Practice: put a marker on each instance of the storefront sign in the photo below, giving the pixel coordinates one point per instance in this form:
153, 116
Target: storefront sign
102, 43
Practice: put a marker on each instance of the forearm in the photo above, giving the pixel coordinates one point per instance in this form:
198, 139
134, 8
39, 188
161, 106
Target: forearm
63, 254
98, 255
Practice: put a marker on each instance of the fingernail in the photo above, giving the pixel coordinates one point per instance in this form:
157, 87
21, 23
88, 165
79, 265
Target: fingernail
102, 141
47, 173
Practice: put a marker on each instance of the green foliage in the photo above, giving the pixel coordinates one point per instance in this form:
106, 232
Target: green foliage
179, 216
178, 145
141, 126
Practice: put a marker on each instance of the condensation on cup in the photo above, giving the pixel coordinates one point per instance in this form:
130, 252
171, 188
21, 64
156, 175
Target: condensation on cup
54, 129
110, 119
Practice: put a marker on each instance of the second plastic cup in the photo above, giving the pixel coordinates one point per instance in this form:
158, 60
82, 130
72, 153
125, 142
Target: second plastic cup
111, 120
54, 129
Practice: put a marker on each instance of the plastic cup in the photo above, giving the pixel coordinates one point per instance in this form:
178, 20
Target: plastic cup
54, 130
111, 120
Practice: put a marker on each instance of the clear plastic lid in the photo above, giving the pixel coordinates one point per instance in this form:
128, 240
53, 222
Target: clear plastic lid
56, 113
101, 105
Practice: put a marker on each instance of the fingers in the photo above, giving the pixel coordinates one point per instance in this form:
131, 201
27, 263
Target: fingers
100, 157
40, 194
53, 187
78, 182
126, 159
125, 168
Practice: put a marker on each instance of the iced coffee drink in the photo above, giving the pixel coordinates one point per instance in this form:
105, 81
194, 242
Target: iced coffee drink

** PROBLEM TO SOLVE **
What you return must match the data above character for character.

** EXERCISE OUTPUT **
Practice: put a marker on each instance of the storefront sign in the photo below, giving the pixel coordinates one point per instance in this form:
153, 116
Target: storefront sign
102, 43
Practice: put a marker on each instance of the forearm in the photo above, giving the pixel coordinates one point per instance in this form:
198, 139
134, 8
39, 188
161, 106
Target: forearm
63, 254
98, 255
Practice: put a marker on each instance of the fingernail in the photo above, giving the pixel coordinates one point per instance in this form:
157, 87
21, 23
88, 165
79, 265
Target: fingernail
102, 141
47, 173
Practice: put a marker on each instance of the green foliage in the photo above, giving the pixel coordinates one point per instance in this form:
106, 232
Target: green foliage
179, 216
178, 145
141, 126
Practice: put a marker on each instance of the condensation on cup in the photo above, giving the pixel coordinates one point per instance in this form:
130, 252
171, 188
21, 64
156, 175
Target: condensation on cup
54, 129
110, 119
Practice: put a marker on each instance of the second plastic cup in the photo above, giving the pixel coordinates one point per instance in this form:
158, 60
82, 130
72, 153
125, 142
Target: second plastic cup
111, 120
54, 129
Practice: put a marker on each instance of the plastic cup in the photo above, giving the pixel coordinates one point per instance in this form:
178, 20
Target: plastic cup
54, 130
111, 120
Practice: put a marker on each instance of the clear plastic lid in the photo above, giving the pixel coordinates one point per instance in this form:
128, 240
53, 222
Target: clear plastic lid
56, 113
101, 105
Practice: put a marker on each instance of the fingers in the photo above, giving the pixel coordinates one point per instance in this form:
131, 201
27, 263
Target: fingers
100, 157
40, 194
53, 187
78, 182
126, 159
125, 168
Practice: put a marker on each instance of the iced coffee drink in the photo above, giving the pixel coordinates one point per instance in this form:
105, 81
194, 242
Target: iced coffee drink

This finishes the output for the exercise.